*Provided passage:*
+-------+

The Executive State (Επιτελικό Κράτος) is a governance system of the Hellenic Republic established by the First Cabinet of Kyriakos Mitsotakis in August 2019 with the Law 4622/2019 (Greek: Νόμος 4622/2019), the first to be validated during that Parliamentary Period.

Ιn Greece and abroad, the Law 4622/2019, subtitled "Executive State: organisation, operation and transparency of the Government, government bodies and central public administration", is also referred to as the "Executive State" Law.

== Description ==

=== Presidency of the Government ===
The Executive State is a centralised governance system, characterised by the establishment of "the Presidency of the Government", an autonomous public service with approximately 440 personnel (340 permanent and 100 nonpermanent positions), whose formation cost was declared by the government to be 184,800 euros in 2020. (Note: This sum differs from the Presidency of the Government budget; for example, in 2021 the PoG budget was 31,251,000 euros) The Presidency of the Government is controlled by the Prime Minister and consists of a group of Secretariats:

- General Secretariat of the Prime Minister
- General Secretariat of Legal and Parliamentary Affairs
- General Secretariat for Coordination
- Special Secretariat for an Integrated Information System of Monitoring and Evaluating Governmental Action
- General Secretariat of Communication and Information
With the Presidential Decree No. 19 published at the Greek Government Gazette Α 54/14-3-2022 in March 2022, the Special Secretariat for an I.I.S. of Monitoring and Evaluating Governmental Action was discontinued and the Special Secretariat of Foresight replaced it.

+-------+

(Stored items)
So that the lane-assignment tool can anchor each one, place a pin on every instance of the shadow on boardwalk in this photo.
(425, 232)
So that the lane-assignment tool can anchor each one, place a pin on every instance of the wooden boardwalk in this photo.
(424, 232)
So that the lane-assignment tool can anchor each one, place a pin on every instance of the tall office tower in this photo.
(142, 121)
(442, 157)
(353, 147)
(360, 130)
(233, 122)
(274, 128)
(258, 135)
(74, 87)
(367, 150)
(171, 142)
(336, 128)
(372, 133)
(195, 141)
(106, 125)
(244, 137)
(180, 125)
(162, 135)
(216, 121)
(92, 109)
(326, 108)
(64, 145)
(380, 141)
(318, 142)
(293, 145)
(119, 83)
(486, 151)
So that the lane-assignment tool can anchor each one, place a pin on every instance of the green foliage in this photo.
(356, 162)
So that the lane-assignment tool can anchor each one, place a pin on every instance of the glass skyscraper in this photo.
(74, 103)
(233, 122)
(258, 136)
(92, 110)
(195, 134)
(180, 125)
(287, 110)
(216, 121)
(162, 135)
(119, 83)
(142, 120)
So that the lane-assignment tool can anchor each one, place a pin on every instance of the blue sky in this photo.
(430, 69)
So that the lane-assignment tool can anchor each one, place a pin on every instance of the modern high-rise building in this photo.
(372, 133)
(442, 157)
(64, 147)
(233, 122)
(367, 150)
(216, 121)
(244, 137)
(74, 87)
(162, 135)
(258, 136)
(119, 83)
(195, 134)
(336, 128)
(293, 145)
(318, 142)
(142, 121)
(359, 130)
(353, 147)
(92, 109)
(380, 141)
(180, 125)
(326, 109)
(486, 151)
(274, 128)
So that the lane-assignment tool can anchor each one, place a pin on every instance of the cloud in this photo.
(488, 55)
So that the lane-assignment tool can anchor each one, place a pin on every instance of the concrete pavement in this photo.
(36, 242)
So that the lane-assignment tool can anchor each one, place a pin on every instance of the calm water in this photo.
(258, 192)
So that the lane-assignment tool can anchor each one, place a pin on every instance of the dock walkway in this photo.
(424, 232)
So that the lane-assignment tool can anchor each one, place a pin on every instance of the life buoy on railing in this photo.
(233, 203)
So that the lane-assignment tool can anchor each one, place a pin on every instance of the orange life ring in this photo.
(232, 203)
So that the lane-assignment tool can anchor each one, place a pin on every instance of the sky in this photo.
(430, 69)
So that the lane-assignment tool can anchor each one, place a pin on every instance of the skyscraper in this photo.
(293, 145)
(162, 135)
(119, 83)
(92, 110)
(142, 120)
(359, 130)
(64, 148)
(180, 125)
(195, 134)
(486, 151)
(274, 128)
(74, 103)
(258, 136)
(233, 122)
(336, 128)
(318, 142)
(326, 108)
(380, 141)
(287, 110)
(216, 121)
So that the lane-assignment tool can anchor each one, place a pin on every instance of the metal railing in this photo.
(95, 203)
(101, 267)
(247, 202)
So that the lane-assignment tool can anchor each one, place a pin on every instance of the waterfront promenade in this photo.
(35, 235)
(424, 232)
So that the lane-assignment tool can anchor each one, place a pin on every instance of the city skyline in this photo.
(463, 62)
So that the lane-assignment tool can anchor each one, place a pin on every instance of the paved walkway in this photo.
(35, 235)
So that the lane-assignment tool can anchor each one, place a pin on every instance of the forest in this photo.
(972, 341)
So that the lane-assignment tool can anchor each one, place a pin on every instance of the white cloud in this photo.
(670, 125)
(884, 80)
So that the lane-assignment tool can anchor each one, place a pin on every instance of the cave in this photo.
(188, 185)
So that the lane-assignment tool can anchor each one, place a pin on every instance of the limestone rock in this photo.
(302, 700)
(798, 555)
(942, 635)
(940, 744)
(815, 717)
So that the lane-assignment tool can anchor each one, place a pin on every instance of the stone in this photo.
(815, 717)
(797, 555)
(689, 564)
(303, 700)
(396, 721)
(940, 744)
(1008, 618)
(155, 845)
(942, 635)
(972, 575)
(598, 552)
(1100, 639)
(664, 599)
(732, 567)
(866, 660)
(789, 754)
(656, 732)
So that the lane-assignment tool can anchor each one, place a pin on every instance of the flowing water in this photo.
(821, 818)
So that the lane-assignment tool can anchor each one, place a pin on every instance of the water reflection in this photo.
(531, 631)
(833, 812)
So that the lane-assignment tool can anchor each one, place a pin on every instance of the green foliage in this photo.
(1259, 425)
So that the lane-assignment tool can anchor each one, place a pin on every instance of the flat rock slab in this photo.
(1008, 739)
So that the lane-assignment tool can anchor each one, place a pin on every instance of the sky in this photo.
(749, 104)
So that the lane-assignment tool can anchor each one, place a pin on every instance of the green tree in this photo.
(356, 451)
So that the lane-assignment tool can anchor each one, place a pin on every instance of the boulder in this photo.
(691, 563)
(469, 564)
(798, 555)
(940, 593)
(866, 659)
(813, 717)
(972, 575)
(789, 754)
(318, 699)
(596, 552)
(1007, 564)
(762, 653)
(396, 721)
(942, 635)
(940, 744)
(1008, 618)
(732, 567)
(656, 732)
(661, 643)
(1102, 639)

+-------+

*Task instructions:*
[1] Answer these from the Executive State text:
(a) In what month and year was the Executive State established?
(b) How many permanent positions does the Presidency of the Government have?
(c) What body replaced the Special Secretariat for an I.I.S. of Monitoring and Evaluating Governmental Action?
[2] List the Secretariats that the Executive State text names as making up the Presidency of the Government.
[3] Continue the Executive State text from its final sentence.
The rows are separate material and have no connection to the Executive State text.

*Task answers:*
[1]
(a) August 2019
(b) 340
(c) The Special Secretariat of Foresight

[2]
- General Secretariat of the Prime Minister
- General Secretariat of Legal and Parliamentary Affairs
- General Secretariat for Coordination
- Special Secretariat for an Integrated Information System of Monitoring and Evaluating Governmental Action
- General Secretariat of Communication and Information

[3]
=== ERT, AMNA, EYP ===
Most notably, with the Law 4622/2019 the Hellenic Broadcasting Corporation (ERT), the Athens-Macedonian News Agency (AMNA) and the National Intelligence Service (EYP) were passed under direct control of the Presidency of the Government, whose head is the Prime Minister. More specifically, the General Secretariat of Communication and Information was given the supervision of the ERT and AMNA and the National Intelligence Service came under the sole control of the Presidency of the Government.

=== National Transparency Authority ===
The Law 4622/2019 also included the establishment of an Independent Authority named the "National Transparency Authority", which incorporated five formerly separate auditing departments and an anti-corruption body, with the aim of tackling corruption and ensuring transparency and accountability throughout public life.

=== Inter-ministerial personnel ===
With the Law's article 104, provision was made for a group of inter-ministerial employees specialising in Public Policy Analysis, Legislative affairs, and Digital Policy Analysis.